Referring expression data

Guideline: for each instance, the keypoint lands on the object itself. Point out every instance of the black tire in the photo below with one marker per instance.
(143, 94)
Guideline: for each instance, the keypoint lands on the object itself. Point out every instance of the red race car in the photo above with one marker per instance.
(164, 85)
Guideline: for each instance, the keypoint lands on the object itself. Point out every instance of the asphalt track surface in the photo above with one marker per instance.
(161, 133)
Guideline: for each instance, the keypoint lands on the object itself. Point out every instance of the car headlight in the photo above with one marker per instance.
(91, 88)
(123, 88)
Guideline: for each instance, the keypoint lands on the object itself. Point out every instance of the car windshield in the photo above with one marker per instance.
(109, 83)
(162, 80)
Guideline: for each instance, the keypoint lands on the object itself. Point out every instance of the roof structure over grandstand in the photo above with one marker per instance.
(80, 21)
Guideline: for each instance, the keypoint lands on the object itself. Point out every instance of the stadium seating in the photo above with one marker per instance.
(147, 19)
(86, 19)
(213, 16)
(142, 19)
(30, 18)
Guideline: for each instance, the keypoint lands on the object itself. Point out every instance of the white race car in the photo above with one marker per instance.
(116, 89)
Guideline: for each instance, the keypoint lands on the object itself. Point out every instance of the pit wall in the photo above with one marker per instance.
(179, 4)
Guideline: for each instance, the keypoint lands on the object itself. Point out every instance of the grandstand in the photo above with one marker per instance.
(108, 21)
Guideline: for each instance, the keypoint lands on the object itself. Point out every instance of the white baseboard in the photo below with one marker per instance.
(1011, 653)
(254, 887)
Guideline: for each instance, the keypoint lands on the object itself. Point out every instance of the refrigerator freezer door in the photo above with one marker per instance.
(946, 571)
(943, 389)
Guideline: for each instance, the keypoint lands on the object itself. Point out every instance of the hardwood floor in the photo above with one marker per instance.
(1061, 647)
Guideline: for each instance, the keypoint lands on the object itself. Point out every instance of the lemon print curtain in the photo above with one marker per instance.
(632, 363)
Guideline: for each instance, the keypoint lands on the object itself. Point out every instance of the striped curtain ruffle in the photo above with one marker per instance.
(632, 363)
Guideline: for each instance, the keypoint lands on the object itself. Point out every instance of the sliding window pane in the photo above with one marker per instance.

YOUR INSTRUCTIONS: Each line from the one holding "of the lemon" through the last line of the data is to be transcribed exactly, with nothing else added.

THE COMPLETED TASK:
Guideline: for each instance, the keypoint lands on the object itself. Point out every instance of the lemon print curtain in the photo above with one marker per instance.
(632, 363)
Guideline: for each instance, the keypoint lands on the object itself. Point out every instance of the striped curtain ruffle in the photo above with one marker per instance.
(632, 363)
Guideline: for each instance, the keypoint lands on the object itself. Point out every instance of the sliding window pane in the photo above with one marker per instance.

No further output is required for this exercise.